**WHAT TO WORK ON**
Reproduce the portion of the transcript starting with "Whereas Nicole Ritchie" and going on through "she's an Aquarius.".

**DOCUMENT EXTRACT**

------------------------------------

Whereas Nicole Ritchie does have empathy in this. Like you can, you can see when she's like, actually trying to do a good job on the farm and then when she realizes it's not good television and then does a bad job. Like you can see that she's in control of her narrative the whole time in a way that is so fascinating to watch.
Helen Grossman
She brings so much levity and energy to it. Paris's character. I do think that she had a character. I also think that she has like eight characters. I think you can actually tell by the tonality in her voice. Which character she's like, you know, like, I think that when she feels trapped inside the home and listen, like not to get astrological on it, but Paris is, she's an Aquarius.
Like you do not trap, you need to be free. So she has, you know, I think the absurdity of being 22 years old and being in someone's home and being told by the patriarch that she can't go hang out with friends at noon at the mall and that there's like a real moment of rage.
Helen Grossman, Kirsten King
And she has like this like really low voice, her being trapped in the house.

------------------------------------

**COLLECTED DATA**
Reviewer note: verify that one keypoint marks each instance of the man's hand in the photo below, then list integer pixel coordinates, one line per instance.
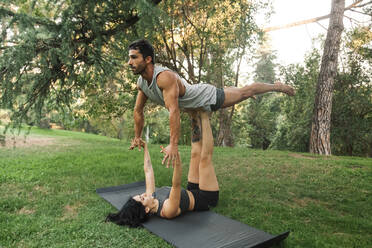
(137, 142)
(171, 154)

------------------------------------

**SOLUTION TO THIS EXERCISE**
Whereas Nicole Ritchie does have empathy in this. Like you can, you can see when she's like, actually trying to do a good job on the farm and then when she realizes it's not good television and then does a bad job. Like you can see that she's in control of her narrative the whole time in a way that is so fascinating to watch.
Helen Grossman
She brings so much levity and energy to it. Paris's character. I do think that she had a character. I also think that she has like eight characters. I think you can actually tell by the tonality in her voice. Which character she's like, you know, like, I think that when she feels trapped inside the home and listen, like not to get astrological on it, but Paris is, she's an Aquarius.